[Bounding box data excerpts]
::::
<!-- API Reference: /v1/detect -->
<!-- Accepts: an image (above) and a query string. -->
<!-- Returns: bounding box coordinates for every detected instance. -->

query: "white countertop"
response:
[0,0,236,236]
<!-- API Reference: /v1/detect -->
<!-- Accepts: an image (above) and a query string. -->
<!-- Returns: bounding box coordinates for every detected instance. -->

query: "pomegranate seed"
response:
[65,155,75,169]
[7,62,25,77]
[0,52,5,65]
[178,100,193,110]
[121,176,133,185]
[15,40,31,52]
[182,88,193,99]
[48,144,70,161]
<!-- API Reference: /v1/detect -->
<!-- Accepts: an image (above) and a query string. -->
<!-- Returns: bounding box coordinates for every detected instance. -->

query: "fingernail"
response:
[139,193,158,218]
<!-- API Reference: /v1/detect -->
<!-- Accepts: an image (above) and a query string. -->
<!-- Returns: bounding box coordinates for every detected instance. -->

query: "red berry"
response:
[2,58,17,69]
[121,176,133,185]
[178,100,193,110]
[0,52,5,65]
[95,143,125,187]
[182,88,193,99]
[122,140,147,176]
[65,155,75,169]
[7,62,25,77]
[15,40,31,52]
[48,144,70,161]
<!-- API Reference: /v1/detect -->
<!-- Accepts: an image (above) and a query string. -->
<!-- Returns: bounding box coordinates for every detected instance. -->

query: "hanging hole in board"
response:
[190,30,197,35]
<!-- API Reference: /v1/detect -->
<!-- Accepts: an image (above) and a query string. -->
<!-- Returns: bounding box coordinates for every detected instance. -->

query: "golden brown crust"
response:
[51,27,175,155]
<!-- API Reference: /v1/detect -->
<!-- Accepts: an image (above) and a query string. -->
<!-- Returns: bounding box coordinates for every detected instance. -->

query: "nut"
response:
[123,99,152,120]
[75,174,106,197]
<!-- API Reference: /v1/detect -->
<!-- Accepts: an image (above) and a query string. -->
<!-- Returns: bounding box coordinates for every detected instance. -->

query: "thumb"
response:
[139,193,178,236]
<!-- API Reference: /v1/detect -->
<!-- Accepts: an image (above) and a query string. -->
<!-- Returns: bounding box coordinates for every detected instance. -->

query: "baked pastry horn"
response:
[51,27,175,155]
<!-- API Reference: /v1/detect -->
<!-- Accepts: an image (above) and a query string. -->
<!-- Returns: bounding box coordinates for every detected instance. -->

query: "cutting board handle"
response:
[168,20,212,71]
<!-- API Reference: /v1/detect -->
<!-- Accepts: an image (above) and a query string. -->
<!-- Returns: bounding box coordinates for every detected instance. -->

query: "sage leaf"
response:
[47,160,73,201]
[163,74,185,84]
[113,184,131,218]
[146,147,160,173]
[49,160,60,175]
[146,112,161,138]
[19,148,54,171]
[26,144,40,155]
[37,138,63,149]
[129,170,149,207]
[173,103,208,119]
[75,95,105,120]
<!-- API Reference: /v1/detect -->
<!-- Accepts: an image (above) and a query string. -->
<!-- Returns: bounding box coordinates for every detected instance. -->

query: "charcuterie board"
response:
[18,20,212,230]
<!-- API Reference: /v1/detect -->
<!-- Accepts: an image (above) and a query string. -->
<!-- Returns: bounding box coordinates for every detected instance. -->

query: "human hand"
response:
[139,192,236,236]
::::
*WRITTEN EXERCISE:* Reproduce verbatim every line from the start of the items through the line containing "[0,0,236,236]", including both ends.

*WRITTEN SOLUTION:*
<!-- API Reference: /v1/detect -->
<!-- Accepts: an image (above) and a query string. -->
<!-- Returns: bounding box coordinates for every detected instance. -->

query: "white countertop"
response:
[0,0,236,236]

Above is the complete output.